┌──
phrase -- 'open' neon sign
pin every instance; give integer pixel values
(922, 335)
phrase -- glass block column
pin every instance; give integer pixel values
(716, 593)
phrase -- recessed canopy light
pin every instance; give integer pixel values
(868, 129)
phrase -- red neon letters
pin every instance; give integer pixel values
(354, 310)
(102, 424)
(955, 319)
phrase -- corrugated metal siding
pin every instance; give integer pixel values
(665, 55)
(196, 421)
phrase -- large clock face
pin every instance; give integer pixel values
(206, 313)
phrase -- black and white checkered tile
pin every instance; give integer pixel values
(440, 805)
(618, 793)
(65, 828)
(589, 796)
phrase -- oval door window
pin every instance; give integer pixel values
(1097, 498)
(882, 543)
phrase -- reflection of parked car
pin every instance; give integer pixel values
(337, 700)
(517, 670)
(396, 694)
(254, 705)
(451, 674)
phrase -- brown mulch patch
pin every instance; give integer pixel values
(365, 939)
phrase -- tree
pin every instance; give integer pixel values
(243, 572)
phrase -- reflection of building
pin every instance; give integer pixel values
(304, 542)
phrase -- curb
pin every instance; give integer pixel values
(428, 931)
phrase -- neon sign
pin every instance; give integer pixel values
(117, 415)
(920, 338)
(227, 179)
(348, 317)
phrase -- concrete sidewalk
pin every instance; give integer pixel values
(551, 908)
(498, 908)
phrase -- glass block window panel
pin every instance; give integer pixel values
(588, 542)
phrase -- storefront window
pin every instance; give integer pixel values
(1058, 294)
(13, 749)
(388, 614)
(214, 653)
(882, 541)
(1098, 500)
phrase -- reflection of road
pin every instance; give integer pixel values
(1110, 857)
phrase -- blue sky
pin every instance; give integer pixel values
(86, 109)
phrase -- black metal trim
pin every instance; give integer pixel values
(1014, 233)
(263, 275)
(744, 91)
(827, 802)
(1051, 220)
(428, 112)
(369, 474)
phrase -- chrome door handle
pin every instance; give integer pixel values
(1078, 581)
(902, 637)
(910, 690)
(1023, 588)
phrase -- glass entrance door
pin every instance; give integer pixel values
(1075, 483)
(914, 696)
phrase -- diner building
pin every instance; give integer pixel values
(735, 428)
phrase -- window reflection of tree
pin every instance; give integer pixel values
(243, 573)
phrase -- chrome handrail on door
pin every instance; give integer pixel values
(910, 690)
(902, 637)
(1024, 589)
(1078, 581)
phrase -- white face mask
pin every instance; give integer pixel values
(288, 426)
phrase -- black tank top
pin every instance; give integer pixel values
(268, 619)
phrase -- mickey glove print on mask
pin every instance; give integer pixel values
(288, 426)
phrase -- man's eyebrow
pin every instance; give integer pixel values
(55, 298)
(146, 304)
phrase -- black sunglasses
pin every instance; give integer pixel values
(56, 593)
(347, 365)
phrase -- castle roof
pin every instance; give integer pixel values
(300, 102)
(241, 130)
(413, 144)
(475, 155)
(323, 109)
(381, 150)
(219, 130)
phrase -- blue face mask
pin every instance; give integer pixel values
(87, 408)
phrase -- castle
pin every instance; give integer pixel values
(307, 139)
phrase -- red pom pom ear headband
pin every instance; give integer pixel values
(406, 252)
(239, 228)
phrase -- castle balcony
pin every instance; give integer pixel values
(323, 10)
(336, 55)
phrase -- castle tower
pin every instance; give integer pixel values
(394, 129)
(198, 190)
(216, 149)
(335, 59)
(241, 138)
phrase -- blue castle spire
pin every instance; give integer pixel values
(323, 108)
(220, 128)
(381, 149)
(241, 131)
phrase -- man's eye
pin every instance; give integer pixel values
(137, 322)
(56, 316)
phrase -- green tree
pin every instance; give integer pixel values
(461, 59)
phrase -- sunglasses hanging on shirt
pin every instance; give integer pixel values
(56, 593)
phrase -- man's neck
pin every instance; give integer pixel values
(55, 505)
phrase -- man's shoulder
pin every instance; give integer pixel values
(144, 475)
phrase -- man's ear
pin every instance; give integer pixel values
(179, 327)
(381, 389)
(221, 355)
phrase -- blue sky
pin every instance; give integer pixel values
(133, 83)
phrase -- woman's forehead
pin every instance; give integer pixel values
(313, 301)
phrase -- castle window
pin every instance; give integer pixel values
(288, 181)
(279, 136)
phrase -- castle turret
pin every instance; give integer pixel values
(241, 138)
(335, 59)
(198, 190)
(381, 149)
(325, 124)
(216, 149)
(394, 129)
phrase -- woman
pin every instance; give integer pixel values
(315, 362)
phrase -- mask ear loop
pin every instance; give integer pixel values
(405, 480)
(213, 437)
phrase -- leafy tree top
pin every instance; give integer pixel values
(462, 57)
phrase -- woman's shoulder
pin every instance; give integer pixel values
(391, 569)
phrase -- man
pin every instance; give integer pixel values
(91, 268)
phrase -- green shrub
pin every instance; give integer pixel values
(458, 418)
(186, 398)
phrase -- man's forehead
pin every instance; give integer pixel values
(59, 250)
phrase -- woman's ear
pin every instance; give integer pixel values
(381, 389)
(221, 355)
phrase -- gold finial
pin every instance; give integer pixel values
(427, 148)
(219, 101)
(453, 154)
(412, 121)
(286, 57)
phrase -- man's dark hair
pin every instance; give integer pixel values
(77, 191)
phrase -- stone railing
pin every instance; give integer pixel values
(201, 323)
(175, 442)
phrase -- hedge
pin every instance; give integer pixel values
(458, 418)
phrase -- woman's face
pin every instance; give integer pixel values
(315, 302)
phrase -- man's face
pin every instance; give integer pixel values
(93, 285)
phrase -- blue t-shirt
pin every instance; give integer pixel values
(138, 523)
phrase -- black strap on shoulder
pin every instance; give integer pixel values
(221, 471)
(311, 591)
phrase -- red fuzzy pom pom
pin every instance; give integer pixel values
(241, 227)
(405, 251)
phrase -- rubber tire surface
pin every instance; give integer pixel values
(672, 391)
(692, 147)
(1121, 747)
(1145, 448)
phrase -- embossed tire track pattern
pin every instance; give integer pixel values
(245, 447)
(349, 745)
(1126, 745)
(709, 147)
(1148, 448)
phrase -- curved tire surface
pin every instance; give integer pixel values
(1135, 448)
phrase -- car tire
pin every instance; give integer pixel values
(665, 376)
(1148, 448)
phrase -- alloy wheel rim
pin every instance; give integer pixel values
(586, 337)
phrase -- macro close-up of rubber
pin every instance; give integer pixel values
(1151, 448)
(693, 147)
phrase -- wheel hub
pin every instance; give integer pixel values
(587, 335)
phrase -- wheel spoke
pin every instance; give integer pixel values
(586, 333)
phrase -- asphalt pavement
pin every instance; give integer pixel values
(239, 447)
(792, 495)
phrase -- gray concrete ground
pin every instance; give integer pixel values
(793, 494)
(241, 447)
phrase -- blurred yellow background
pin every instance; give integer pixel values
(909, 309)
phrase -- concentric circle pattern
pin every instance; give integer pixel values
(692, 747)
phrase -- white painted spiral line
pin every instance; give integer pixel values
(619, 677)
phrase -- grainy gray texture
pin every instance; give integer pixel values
└──
WORK TO COMPLETE: Copy the material above, line for line.

THE ANSWER:
phrase -- 'open' neon sign
pin every instance; give integer pixel values
(922, 335)
phrase -- glass block column
pin every instance; give integer pixel values
(716, 593)
phrase -- recessed canopy light
pin every instance; give integer pixel values
(868, 129)
phrase -- red neon letters
pin every instance; give integer pixel values
(354, 310)
(102, 424)
(955, 319)
phrase -- corrugated metal siding
pin every instance; give integer pixel values
(665, 55)
(196, 421)
phrase -- large clock face
pin every instance; give integer pixel values
(206, 313)
phrase -- black and white checkered tile
pin every instance; give integer pixel values
(440, 805)
(618, 793)
(65, 828)
(589, 796)
phrase -- oval door window
pin every instance; give integer pixel values
(1097, 498)
(882, 543)
phrase -- reflection of parked car
pin every instance; give integer pixel values
(337, 700)
(517, 670)
(396, 694)
(254, 705)
(451, 674)
phrase -- brown mulch patch
pin every instance; give integer pixel values
(365, 939)
phrase -- tree
pin every instance; give integer pixel values
(243, 572)
phrase -- reflection of building
pin every instance; give integer pixel values
(304, 542)
phrase -- curb
pin every instance; give integer pixel values
(428, 931)
phrase -- neon sign
pin every instance; give integer pixel values
(117, 415)
(920, 338)
(227, 179)
(348, 317)
phrase -- concrete sidewalk
pin every instance; give integer pixel values
(551, 908)
(498, 908)
phrase -- glass block window panel
pin every instance; give integer pixel values
(588, 542)
phrase -- storefront window
pin every instance; give integer pixel values
(1058, 294)
(13, 749)
(388, 614)
(214, 653)
(882, 541)
(1098, 500)
phrase -- reflection of road
pin every instance; give integer pixel values
(1110, 857)
phrase -- blue sky
pin every instance; give integer pixel values
(86, 109)
phrase -- black metal trim
pin every instance; give integer pixel values
(1014, 233)
(263, 275)
(744, 91)
(827, 802)
(1051, 220)
(428, 112)
(369, 474)
phrase -- chrome door handle
pin every instance; give integer pixel values
(1078, 581)
(902, 637)
(910, 690)
(1023, 588)
phrase -- glass entrance door
pin every instance; give integer pixel values
(1075, 483)
(914, 696)
phrase -- diner building
pin every instance; give integer pixel values
(735, 428)
phrase -- window reflection of tree
pin every instance; give integer pixel values
(243, 573)
phrase -- chrome handrail on door
pin every instance; give integer pixel values
(910, 690)
(902, 637)
(1024, 589)
(1078, 581)
phrase -- white face mask
pin every instance; give integer pixel values
(288, 426)
phrase -- black tank top
pin every instance; give integer pixel values
(268, 619)
phrase -- mickey glove print on mask
pin every instance; give integer pixel values
(288, 426)
phrase -- man's eyebrow
pin every instance; give integer pixel values
(55, 298)
(146, 304)
phrase -- black sunglasses
pin every instance; give integer pixel values
(56, 593)
(347, 365)
phrase -- castle roof
pin every instance; give integer pixel values
(300, 102)
(241, 130)
(413, 144)
(475, 155)
(323, 109)
(381, 150)
(219, 130)
phrase -- blue face mask
pin every instance; give integer pixel values
(87, 408)
phrase -- castle
pin every instance; give integer pixel values
(307, 139)
phrase -- red pom pom ear headband
pin every instance; give integer pixel values
(406, 252)
(239, 228)
phrase -- castle balcony
pin every instance; give integer pixel values
(323, 10)
(336, 55)
phrase -- castle tower
pin every instance; give integer pixel values
(394, 129)
(198, 190)
(216, 149)
(335, 59)
(241, 138)
phrase -- blue castle spire
pin every instance; give integer pixel values
(323, 108)
(220, 128)
(381, 149)
(241, 131)
phrase -- man's eye
pin every instance; give integer pixel values
(137, 322)
(56, 316)
phrase -- green tree
pin every instance; give integer pixel values
(461, 59)
phrase -- sunglasses hanging on shirt
pin every instance; give integer pixel values
(56, 593)
phrase -- man's neck
pin every instance; give integer pixel values
(55, 505)
phrase -- man's shoulder
pin every instance; give integer pixel values
(144, 475)
phrase -- man's ear
pin every instance; give integer pixel values
(179, 327)
(381, 389)
(221, 355)
phrase -- blue sky
pin every instance; give integer pixel values
(133, 83)
phrase -- woman's forehead
pin every instance; give integer pixel values
(313, 301)
phrase -- castle window
pin every instance; give integer pixel values
(288, 181)
(279, 136)
phrase -- castle turret
pin every instance; give integer pixel values
(241, 138)
(335, 59)
(198, 190)
(381, 149)
(325, 124)
(216, 149)
(394, 129)
phrase -- woman
pin every instance; give integer pixel values
(315, 362)
phrase -- mask ear loop
pin every instance; give integer pixel values
(405, 480)
(213, 437)
phrase -- leafy tree top
pin every instance; give integer pixel values
(462, 57)
phrase -- woman's shoulder
pin every instance; give integer pixel values
(391, 569)
phrase -- man
pin every instance; give integer pixel values
(91, 268)
phrase -- green shrub
pin every instance; give integer pixel values
(458, 418)
(186, 398)
phrase -- man's forehead
pin every instance; give integer pixel values
(59, 250)
phrase -- woman's ear
pin every instance; give integer pixel values
(381, 389)
(221, 355)
phrase -- gold finial
pin every instance; give integer pixel values
(427, 148)
(219, 101)
(453, 154)
(412, 121)
(286, 57)
phrase -- man's dark hair
pin every instance; give integer pixel values
(77, 191)
phrase -- stone railing
pin every instance; give integer pixel values
(201, 323)
(175, 442)
phrase -- hedge
pin every instance; give integer pixel values
(458, 418)
phrase -- woman's face
pin every instance; give integer pixel values
(315, 302)
phrase -- man's face
pin every instance; give integer pixel values
(93, 285)
phrase -- blue t-shirt
pin every instance; give integer pixel values
(138, 523)
phrase -- black strap on shoulder
pin every instance; give integer pixel values
(221, 471)
(311, 591)
phrase -- red fuzzy pom pom
pin every instance; give integer pixel values
(241, 227)
(405, 251)
phrase -- rubber tire surface
pin every instance; give integer pixel values
(672, 391)
(692, 147)
(1121, 747)
(1145, 448)
phrase -- embossed tire track pattern
pin every instance; give integer pixel values
(245, 447)
(349, 745)
(1126, 745)
(709, 147)
(1148, 448)
phrase -- curved tire surface
pin every instance; give integer pixel values
(1135, 448)
phrase -- car tire
pin every instance; give integer pixel values
(665, 376)
(1148, 448)
phrase -- alloy wheel rim
pin every instance; give integer pixel values
(586, 337)
phrase -- macro close-up of rubber
pin every instance; give integer pixel values
(1151, 448)
(693, 147)
phrase -- wheel hub
pin every instance; give integer pixel values
(587, 335)
phrase -- wheel spoke
pin every instance; give integer pixel values
(586, 333)
phrase -- asphalt pavement
pin every instance; give integer pixel values
(239, 447)
(792, 495)
phrase -- gray concrete ground
pin every instance; give integer pixel values
(793, 494)
(241, 447)
phrase -- blurred yellow background
pin every instance; give integer pixel values
(909, 309)
phrase -- concentric circle pattern
pin every instance; give integer pixel values
(692, 747)
phrase -- white painted spiral line
pin every instance; give integer pixel values
(619, 677)
phrase -- grainy gray texture
pin every instance; give integer pixel values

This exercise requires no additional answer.